─── Exercise data

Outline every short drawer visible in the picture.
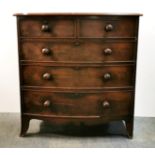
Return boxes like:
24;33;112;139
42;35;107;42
21;65;134;87
79;17;137;37
19;40;136;62
19;17;75;37
22;91;133;117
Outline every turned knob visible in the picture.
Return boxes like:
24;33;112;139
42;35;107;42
43;100;51;107
104;73;111;80
102;101;110;108
41;24;50;32
42;48;50;55
74;41;80;46
43;73;51;80
105;24;113;32
104;48;112;55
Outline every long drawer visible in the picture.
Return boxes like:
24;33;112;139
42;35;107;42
20;16;137;38
21;64;134;87
19;40;136;63
22;91;133;117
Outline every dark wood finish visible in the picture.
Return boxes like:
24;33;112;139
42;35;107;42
15;13;141;138
22;91;133;117
20;40;135;62
20;17;75;38
21;65;134;87
79;17;136;38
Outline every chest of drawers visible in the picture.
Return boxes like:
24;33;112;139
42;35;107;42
15;14;140;137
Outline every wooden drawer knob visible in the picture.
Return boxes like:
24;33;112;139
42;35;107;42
104;73;111;80
74;41;80;46
105;24;113;32
43;100;51;107
104;48;112;55
102;101;110;108
43;73;51;80
41;24;50;32
42;48;51;55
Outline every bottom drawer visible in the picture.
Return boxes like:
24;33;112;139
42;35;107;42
22;91;134;116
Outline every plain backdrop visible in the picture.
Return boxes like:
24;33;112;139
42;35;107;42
0;0;155;117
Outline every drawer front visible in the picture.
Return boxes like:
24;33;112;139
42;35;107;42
21;65;134;87
79;17;136;37
20;41;135;62
22;91;133;117
20;17;75;37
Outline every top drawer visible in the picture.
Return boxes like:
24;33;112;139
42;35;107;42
79;16;137;38
19;16;137;38
19;16;75;38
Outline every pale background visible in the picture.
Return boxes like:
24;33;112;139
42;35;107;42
0;0;155;117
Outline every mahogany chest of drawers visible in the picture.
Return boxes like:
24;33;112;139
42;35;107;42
15;14;140;137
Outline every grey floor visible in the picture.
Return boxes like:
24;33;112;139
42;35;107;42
0;113;155;148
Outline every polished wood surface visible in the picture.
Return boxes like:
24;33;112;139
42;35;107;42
22;91;133;117
21;65;134;87
15;13;141;138
20;40;136;62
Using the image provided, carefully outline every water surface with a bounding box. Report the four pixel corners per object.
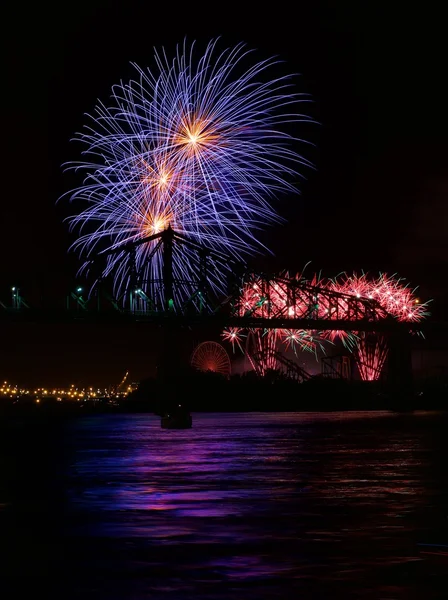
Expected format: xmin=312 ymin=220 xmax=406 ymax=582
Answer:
xmin=0 ymin=413 xmax=448 ymax=600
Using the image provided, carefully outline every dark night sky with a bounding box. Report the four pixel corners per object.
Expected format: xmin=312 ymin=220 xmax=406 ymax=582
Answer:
xmin=0 ymin=0 xmax=448 ymax=380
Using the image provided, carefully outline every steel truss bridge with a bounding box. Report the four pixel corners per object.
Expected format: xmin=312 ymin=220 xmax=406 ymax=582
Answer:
xmin=0 ymin=227 xmax=440 ymax=333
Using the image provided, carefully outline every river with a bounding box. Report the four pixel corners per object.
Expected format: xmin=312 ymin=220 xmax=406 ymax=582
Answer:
xmin=0 ymin=412 xmax=448 ymax=600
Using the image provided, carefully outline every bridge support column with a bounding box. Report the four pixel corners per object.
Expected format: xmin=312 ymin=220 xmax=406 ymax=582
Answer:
xmin=162 ymin=226 xmax=174 ymax=312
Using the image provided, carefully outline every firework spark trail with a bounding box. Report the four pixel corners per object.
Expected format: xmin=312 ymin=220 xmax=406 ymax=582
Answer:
xmin=228 ymin=273 xmax=429 ymax=381
xmin=354 ymin=335 xmax=388 ymax=381
xmin=63 ymin=40 xmax=310 ymax=302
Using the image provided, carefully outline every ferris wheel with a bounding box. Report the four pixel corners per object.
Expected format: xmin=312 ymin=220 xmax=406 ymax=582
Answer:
xmin=191 ymin=342 xmax=231 ymax=377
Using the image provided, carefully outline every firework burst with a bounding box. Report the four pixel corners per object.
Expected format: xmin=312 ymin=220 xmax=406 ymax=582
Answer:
xmin=63 ymin=40 xmax=310 ymax=302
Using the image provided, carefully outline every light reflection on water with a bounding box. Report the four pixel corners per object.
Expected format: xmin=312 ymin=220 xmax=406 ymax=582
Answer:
xmin=0 ymin=413 xmax=448 ymax=600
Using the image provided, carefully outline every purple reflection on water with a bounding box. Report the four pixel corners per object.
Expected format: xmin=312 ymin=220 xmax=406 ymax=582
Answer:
xmin=0 ymin=413 xmax=448 ymax=600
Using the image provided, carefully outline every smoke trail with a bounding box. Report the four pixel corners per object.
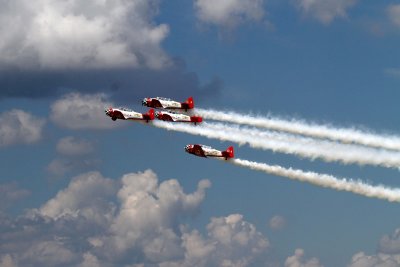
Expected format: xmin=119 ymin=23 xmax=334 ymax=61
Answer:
xmin=196 ymin=109 xmax=400 ymax=150
xmin=228 ymin=159 xmax=400 ymax=202
xmin=153 ymin=121 xmax=400 ymax=168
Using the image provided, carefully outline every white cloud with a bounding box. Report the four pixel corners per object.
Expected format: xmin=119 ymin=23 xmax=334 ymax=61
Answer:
xmin=295 ymin=0 xmax=358 ymax=24
xmin=104 ymin=171 xmax=210 ymax=262
xmin=22 ymin=241 xmax=76 ymax=266
xmin=285 ymin=249 xmax=323 ymax=267
xmin=0 ymin=109 xmax=45 ymax=147
xmin=194 ymin=0 xmax=264 ymax=28
xmin=39 ymin=172 xmax=116 ymax=225
xmin=56 ymin=136 xmax=94 ymax=156
xmin=50 ymin=93 xmax=117 ymax=130
xmin=387 ymin=4 xmax=400 ymax=27
xmin=0 ymin=0 xmax=169 ymax=70
xmin=0 ymin=170 xmax=269 ymax=267
xmin=348 ymin=252 xmax=400 ymax=267
xmin=269 ymin=215 xmax=286 ymax=230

──────

▶ **Problem requirements**: Could you update all of the data above by swapping "picture" for "photo" wherever it occurs, keeping everything else the same and leaving the pictures out of your answer?

▶ **The response**:
Outline every short drawer visible in the photo.
Return boxes like:
24;33;112;139
42;35;107;42
21;65;134;87
79;17;137;37
19;40;136;62
19;17;75;37
22;91;133;117
Outline every turned knob visible in the photo.
Return boxes like:
24;33;112;139
42;35;107;42
43;100;51;107
104;73;111;80
102;101;110;108
41;24;50;32
42;48;50;55
74;41;80;46
43;73;51;80
105;24;113;32
104;48;112;55
Outline every long drawer visible in the photo.
Return boxes like:
24;33;112;139
42;35;107;42
20;16;137;38
21;64;134;87
19;40;136;63
22;91;133;117
Outline every dark wood finish visible in the photo.
Return boxes like:
24;33;112;139
42;35;107;42
15;13;141;138
22;91;133;117
20;40;135;62
20;17;75;38
21;65;134;87
79;17;136;38
Outline every chest of drawers visible in the photo.
Return boxes like:
24;33;112;139
42;35;107;42
15;14;140;137
Outline every wooden drawer knob visible in the photo.
Return boxes like:
24;33;112;139
42;35;107;42
104;73;111;80
74;41;80;46
105;24;113;32
43;100;51;107
104;48;112;55
102;101;110;108
43;73;51;80
41;24;50;32
42;48;51;55
Outline every bottom drawer visible in the photo.
Return boxes like:
24;33;112;139
42;35;107;42
22;91;134;116
Outline every plain backdrop visible in the photo.
Return boxes like:
24;33;112;139
42;35;107;42
0;0;155;117
Outline every drawer front visible in the photo.
Return boxes like:
24;33;112;139
42;35;107;42
21;65;134;87
79;17;136;37
20;41;135;62
22;91;133;117
20;17;75;37
Outline every top drawer visible in the photo.
Return boxes like:
24;33;112;139
42;35;107;42
79;16;137;38
19;16;137;38
19;16;75;38
Outline every pale background visible in the photo.
Return boxes like:
24;33;112;139
42;35;107;42
0;0;155;117
Outline every mahogany chest of drawers visible in the photo.
Return boxes like:
24;33;112;139
42;35;107;42
15;14;140;137
Outline every grey floor visible in the photo.
Return boxes like:
24;33;112;139
42;35;107;42
0;113;155;148
Outline every polished wood surface visible in the photo.
Return boxes like:
24;33;112;139
42;35;107;42
22;91;133;117
21;65;134;87
15;13;141;138
20;40;136;62
Using the image provided, carefully outline every water surface with a bounding box. Report the four pixel corners per object.
Expected format: xmin=312 ymin=220 xmax=406 ymax=582
Answer:
xmin=0 ymin=413 xmax=448 ymax=600
Using the image provided, carefully outline every dark night sky with a bounding box. Report the four pixel corners per object.
Expected format: xmin=312 ymin=220 xmax=406 ymax=582
Answer:
xmin=0 ymin=0 xmax=448 ymax=380
Using the image provided, carefully outline every steel truss bridge with a bounding box. Report the four pixel corners per object.
Expected format: xmin=312 ymin=220 xmax=406 ymax=582
Answer:
xmin=0 ymin=227 xmax=440 ymax=333
Using the image provided, carefully outline every river with a bounding box. Report the four pixel corners per object.
Expected format: xmin=312 ymin=220 xmax=406 ymax=582
Answer:
xmin=0 ymin=412 xmax=448 ymax=600
Using the image provided, carefully outline every bridge support column with a bounding box. Report the four pixel corners per object.
Expected format: xmin=312 ymin=220 xmax=406 ymax=582
Answer:
xmin=162 ymin=226 xmax=174 ymax=312
Using the image provided, carefully outline every firework spark trail with a bounding box. Report the four pixel corners per object.
Expected format: xmin=312 ymin=220 xmax=406 ymax=582
Answer:
xmin=228 ymin=273 xmax=429 ymax=381
xmin=354 ymin=335 xmax=388 ymax=381
xmin=63 ymin=40 xmax=310 ymax=302
Using the image provided, carefully outline every ferris wheel with a bounding box. Report the four pixel corners per object.
Expected format: xmin=312 ymin=220 xmax=406 ymax=582
Answer:
xmin=191 ymin=342 xmax=231 ymax=377
Using the image provided, carefully outline every firework burst with a bounding box. Report the four pixel corners per object.
Expected format: xmin=312 ymin=220 xmax=406 ymax=582
Answer:
xmin=63 ymin=40 xmax=310 ymax=302
Using the image provided, carefully outline every light reflection on water with a bounding box. Report the four pixel corners per object.
Expected format: xmin=312 ymin=220 xmax=406 ymax=582
Answer:
xmin=0 ymin=413 xmax=448 ymax=600
Using the image provided, carefully outline every purple reflection on water with a bounding box. Report the four pixel corners per object.
Expected format: xmin=312 ymin=220 xmax=406 ymax=582
Answer:
xmin=0 ymin=413 xmax=448 ymax=600
Using the image provided, carefully outline every smoke trail with a bounding box. Report the four pixel corners per object.
Expected format: xmin=119 ymin=23 xmax=334 ymax=61
Answer:
xmin=196 ymin=109 xmax=400 ymax=150
xmin=228 ymin=159 xmax=400 ymax=202
xmin=153 ymin=121 xmax=400 ymax=168
Using the image provided, carefully outline every white cloud with a bounding box. Report the four pixel corners per object.
Expected format: xmin=119 ymin=23 xmax=334 ymax=61
Answer:
xmin=295 ymin=0 xmax=358 ymax=24
xmin=104 ymin=171 xmax=210 ymax=262
xmin=22 ymin=241 xmax=76 ymax=266
xmin=285 ymin=249 xmax=323 ymax=267
xmin=0 ymin=109 xmax=45 ymax=147
xmin=194 ymin=0 xmax=264 ymax=28
xmin=39 ymin=172 xmax=116 ymax=225
xmin=56 ymin=136 xmax=94 ymax=156
xmin=50 ymin=93 xmax=117 ymax=130
xmin=387 ymin=4 xmax=400 ymax=27
xmin=0 ymin=0 xmax=169 ymax=70
xmin=0 ymin=170 xmax=269 ymax=267
xmin=348 ymin=252 xmax=400 ymax=267
xmin=269 ymin=215 xmax=286 ymax=230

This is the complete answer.